▶ Short exercise A:
Find every line in the records that contains the string "stem" and copy each one. Case counts.

--- begin Given passage ---

Net operating costs and depreciation charges remained broadly stable, resulting in a normalized EBITA from continuing operations of EUR 6.9 million (Q1 2024: EUR 6.2 million). Net finance charges increased by EUR 0.2 million to EUR 1.5 million, driven by negative currency results. The effective tax rate on normalized income was 29.3%, up from 27.1% in Q1 2024. Normalized net profit before amortization amounted to EUR 3.7 million, compared to EUR 3.6 million in Q1 2024. Reported net profit rose by 19% to EUR 3.2 million as the first quarter of the previous year was impacted by a net loss from discontinued operations.
A total of EUR 0.3 million in operating costs was normalized from the first-quarter results, primarily related to restructuring charges.
Financial Position
At the end of Q1 2025, total net debt amounted to EUR 97.0 million, compared to EUR 103.4 million at year-end 2024. The reduction was supported by the receipt of the final payment of EUR 8.6 million from Solero Technologies LLC related to the sale of our Automotive business.
Excluding this one-off inflow, free cash flow was negative at EUR 2.3 million, primarily due to seasonal working capital effects. The leverage ratio improved to 2.5 (FY 2024: 2.7). Kendrion remains focused on further reducing its net debt.
Number of employees
At the end of Q1 2025, Kendrion employed 1,546 FTEs, a reduction of 63 FTEs compared to 1,609 at the end of Q4 2024. This decrease reflects the final stages of organizational rightsizing following the divestment of the Automotive business, including the wind-down of R&D activities in Malente and FTE reductions in Group Services. At quarter-end, our workforce comprised 835 direct and 711 indirect employees.
Outlook
Kendrion anticipates that trading conditions in the second quarter of 2025 will remain largely consistent with those in the first quarter. Despite ongoing global uncertainties and trade tensions, the company is well-equipped to navigate these challenges, supported by its regional supply chain structure and focused industrial strategy.

--- end Given passage ---

▶ Short exercise B:
Reproduce the part of the Kendrion results report above between "A total of EUR" and "its net debt.", inclusive.

--- begin Provided records ---

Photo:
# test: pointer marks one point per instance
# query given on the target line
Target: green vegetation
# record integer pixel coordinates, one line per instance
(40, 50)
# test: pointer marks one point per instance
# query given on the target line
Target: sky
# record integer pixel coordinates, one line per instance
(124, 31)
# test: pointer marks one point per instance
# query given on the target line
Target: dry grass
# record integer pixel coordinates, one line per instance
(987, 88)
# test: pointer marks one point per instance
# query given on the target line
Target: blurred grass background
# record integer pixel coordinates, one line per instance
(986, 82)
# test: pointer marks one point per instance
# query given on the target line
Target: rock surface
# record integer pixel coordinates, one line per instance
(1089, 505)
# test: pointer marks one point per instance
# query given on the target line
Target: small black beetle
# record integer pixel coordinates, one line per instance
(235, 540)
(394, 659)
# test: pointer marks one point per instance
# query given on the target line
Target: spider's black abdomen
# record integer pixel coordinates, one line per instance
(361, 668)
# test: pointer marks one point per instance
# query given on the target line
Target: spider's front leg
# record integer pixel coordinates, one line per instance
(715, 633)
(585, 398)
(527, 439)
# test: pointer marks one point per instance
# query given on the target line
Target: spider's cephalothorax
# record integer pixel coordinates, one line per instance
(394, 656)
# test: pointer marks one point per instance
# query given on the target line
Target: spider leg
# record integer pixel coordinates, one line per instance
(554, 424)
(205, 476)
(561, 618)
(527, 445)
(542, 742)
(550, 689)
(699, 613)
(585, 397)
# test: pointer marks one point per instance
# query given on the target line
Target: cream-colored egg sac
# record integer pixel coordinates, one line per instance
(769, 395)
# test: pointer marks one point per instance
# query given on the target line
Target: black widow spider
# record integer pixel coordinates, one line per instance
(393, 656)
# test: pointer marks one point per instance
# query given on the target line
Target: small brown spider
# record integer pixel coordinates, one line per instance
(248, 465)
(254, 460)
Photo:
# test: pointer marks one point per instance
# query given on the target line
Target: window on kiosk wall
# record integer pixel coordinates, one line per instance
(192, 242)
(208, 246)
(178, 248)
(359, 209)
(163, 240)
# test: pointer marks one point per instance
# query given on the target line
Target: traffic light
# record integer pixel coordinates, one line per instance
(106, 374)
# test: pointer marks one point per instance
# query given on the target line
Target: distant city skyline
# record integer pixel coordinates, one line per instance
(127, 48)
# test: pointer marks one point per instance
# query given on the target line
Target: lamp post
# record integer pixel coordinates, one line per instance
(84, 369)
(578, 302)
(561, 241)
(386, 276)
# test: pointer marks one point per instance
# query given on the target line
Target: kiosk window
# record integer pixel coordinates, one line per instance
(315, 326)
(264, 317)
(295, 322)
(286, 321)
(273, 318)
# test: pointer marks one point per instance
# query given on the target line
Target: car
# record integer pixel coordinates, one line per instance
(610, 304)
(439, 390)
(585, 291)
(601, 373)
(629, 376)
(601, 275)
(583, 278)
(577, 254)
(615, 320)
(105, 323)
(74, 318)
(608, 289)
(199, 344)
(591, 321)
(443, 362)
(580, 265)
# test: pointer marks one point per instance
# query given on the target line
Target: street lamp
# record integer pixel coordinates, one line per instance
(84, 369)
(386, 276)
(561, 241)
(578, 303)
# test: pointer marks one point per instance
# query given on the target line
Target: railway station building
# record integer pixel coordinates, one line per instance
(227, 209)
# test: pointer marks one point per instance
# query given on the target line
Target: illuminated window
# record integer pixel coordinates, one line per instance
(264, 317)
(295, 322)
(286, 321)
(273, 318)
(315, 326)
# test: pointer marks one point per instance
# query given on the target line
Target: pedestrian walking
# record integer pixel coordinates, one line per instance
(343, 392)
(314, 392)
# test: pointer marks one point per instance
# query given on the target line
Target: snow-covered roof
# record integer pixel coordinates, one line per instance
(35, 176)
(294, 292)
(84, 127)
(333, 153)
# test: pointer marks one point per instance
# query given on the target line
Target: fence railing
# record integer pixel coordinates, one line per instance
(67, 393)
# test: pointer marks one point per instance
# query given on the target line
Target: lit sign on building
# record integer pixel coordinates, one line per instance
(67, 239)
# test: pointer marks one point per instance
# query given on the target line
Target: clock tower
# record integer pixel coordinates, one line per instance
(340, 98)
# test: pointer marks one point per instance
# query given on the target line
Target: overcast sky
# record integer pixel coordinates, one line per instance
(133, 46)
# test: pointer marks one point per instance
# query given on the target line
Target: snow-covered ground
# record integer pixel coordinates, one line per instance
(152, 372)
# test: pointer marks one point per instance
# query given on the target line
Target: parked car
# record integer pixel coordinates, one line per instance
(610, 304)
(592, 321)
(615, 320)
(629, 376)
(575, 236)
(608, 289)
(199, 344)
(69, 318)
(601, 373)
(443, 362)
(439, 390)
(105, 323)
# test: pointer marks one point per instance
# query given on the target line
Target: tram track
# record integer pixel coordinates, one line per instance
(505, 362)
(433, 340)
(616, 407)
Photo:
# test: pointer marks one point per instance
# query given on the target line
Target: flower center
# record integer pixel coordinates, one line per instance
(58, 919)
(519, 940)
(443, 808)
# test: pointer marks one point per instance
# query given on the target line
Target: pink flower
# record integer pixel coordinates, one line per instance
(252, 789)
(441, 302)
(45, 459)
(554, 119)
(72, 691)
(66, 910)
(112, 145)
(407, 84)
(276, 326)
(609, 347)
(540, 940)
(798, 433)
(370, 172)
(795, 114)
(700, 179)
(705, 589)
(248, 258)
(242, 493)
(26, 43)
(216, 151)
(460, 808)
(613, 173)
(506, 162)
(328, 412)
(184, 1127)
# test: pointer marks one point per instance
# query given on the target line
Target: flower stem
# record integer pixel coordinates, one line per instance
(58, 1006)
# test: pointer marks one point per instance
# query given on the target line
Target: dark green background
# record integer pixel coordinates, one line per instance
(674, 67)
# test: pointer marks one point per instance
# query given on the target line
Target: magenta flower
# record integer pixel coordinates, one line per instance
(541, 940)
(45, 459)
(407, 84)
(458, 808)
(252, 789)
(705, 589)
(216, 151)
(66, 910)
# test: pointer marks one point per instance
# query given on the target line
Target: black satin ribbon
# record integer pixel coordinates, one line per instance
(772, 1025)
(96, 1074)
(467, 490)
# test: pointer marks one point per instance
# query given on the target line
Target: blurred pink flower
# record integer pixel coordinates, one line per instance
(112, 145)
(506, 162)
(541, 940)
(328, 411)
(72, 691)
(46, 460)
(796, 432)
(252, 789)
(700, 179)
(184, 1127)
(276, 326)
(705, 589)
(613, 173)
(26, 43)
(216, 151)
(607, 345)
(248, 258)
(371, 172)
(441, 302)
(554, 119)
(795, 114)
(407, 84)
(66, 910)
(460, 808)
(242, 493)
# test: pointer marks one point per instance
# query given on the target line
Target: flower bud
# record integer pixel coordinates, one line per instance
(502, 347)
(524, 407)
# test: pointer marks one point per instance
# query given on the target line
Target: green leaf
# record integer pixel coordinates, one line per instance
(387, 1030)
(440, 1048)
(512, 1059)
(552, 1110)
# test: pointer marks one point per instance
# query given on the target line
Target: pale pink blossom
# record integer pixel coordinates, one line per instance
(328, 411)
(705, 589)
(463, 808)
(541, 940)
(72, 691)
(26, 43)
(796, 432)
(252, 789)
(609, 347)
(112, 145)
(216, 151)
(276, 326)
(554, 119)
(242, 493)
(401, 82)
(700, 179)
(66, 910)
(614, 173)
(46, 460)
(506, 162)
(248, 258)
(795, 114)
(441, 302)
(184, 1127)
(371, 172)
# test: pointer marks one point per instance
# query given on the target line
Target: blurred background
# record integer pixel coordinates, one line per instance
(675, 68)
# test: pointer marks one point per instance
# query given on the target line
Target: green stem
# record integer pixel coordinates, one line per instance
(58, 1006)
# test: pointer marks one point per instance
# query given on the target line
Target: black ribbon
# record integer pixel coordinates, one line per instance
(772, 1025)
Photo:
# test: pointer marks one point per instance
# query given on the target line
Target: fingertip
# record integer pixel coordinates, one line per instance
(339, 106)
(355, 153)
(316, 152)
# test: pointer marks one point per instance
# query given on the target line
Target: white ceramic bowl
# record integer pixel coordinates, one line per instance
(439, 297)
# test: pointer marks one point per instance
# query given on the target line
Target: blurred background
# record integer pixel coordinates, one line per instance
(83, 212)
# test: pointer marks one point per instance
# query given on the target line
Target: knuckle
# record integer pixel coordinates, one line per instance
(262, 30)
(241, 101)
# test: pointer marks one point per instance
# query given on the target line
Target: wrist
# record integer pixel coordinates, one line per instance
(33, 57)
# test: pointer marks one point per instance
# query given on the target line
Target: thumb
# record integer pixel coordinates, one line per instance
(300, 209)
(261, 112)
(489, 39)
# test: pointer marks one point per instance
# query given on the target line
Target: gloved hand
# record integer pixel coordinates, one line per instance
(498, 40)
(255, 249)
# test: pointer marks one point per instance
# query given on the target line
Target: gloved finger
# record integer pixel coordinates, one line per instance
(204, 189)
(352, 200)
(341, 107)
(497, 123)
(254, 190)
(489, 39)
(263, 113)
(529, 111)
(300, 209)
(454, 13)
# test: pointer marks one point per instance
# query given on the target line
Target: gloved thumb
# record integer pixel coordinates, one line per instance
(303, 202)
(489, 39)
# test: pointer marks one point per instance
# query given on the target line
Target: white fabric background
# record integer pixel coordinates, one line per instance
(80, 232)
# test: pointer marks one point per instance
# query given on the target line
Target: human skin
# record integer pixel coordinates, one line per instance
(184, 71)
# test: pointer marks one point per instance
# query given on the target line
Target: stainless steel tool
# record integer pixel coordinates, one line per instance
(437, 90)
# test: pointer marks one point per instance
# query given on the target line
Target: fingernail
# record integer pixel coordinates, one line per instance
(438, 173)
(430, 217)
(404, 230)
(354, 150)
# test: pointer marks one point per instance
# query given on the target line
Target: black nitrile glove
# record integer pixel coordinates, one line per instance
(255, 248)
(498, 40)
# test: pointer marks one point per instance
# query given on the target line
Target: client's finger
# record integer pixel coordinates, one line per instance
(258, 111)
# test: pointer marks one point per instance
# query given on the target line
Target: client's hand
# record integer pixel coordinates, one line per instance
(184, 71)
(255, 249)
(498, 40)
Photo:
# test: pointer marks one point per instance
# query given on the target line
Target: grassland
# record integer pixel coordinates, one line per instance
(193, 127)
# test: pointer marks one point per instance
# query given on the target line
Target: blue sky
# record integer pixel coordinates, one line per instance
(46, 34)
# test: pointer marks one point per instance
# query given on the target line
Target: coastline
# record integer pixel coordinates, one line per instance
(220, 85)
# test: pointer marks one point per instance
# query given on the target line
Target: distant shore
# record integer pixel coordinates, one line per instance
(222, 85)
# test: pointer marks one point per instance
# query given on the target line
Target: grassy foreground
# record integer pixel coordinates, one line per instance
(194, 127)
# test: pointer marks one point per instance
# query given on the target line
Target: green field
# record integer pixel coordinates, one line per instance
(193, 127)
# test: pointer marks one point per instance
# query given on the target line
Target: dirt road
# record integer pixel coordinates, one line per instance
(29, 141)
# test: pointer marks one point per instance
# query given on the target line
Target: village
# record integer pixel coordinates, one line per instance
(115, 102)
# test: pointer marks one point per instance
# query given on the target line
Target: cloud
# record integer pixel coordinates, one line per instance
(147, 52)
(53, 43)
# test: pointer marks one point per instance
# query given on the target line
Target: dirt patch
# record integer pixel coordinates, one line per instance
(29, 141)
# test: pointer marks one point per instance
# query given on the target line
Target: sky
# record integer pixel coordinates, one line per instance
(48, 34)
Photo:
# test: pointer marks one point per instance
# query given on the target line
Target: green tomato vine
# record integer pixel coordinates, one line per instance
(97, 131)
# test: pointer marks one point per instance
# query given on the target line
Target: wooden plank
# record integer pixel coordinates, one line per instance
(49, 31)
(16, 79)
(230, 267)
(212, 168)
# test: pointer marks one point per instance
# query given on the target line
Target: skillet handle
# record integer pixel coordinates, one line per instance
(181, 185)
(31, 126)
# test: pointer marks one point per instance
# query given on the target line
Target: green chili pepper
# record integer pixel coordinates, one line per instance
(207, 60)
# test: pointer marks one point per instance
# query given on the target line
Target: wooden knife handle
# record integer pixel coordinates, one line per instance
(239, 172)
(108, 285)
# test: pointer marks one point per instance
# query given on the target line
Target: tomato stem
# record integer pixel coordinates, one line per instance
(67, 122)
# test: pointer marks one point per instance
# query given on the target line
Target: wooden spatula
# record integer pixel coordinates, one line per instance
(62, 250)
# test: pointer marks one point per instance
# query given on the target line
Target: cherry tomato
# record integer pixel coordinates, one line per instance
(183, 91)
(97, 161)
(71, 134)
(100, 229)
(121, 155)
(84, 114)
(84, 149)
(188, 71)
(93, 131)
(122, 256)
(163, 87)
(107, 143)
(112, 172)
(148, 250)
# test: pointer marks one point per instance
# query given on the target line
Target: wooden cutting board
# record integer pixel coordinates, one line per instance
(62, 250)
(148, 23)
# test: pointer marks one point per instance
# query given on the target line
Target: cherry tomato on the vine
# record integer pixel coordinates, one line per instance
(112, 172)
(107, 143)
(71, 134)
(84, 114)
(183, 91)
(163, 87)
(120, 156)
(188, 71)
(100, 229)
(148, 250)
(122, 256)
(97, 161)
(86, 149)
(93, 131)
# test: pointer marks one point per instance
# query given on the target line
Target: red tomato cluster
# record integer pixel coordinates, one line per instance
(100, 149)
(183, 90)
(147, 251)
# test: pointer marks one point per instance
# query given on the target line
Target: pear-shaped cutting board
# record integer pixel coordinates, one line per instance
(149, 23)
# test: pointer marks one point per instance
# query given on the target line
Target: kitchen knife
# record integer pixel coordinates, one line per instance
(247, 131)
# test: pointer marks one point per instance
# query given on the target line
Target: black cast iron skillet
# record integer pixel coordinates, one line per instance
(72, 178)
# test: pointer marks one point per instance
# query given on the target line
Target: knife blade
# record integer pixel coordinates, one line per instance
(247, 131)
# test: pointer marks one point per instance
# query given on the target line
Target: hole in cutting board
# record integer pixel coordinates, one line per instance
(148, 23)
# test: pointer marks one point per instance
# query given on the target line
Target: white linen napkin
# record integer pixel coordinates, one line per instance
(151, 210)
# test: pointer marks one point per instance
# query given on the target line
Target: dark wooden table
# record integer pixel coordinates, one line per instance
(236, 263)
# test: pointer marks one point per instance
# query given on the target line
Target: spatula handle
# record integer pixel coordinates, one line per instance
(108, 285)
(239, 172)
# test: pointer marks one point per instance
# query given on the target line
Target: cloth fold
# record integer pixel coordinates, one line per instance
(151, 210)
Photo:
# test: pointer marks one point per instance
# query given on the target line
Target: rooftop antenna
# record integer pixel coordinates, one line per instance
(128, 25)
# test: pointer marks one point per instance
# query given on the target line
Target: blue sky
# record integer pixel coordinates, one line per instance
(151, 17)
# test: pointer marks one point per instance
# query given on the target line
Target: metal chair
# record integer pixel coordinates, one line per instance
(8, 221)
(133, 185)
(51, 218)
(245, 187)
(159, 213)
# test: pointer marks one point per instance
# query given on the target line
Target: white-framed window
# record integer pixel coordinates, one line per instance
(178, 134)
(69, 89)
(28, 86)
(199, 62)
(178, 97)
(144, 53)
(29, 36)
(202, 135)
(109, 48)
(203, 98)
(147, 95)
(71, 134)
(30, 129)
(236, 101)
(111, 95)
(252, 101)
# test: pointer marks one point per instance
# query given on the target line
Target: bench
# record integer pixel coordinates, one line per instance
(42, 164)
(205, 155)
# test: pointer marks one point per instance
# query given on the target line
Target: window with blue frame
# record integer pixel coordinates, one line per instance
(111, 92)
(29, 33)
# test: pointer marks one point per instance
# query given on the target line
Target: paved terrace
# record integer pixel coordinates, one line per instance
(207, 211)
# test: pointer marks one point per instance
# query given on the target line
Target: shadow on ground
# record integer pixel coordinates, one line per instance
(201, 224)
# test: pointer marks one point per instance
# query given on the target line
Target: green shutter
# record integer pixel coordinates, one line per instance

--- end Provided records ---

▶ Worked solution A:
Target: flower stem
Target: green stem
Target: tomato stem

▶ Worked solution B:
A total of EUR 0.3 million in operating costs was normalized from the first-quarter results, primarily related to restructuring charges.
Financial Position
At the end of Q1 2025, total net debt amounted to EUR 97.0 million, compared to EUR 103.4 million at year-end 2024. The reduction was supported by the receipt of the final payment of EUR 8.6 million from Solero Technologies LLC related to the sale of our Automotive business.
Excluding this one-off inflow, free cash flow was negative at EUR 2.3 million, primarily due to seasonal working capital effects. The leverage ratio improved to 2.5 (FY 2024: 2.7). Kendrion remains focused on further reducing its net debt.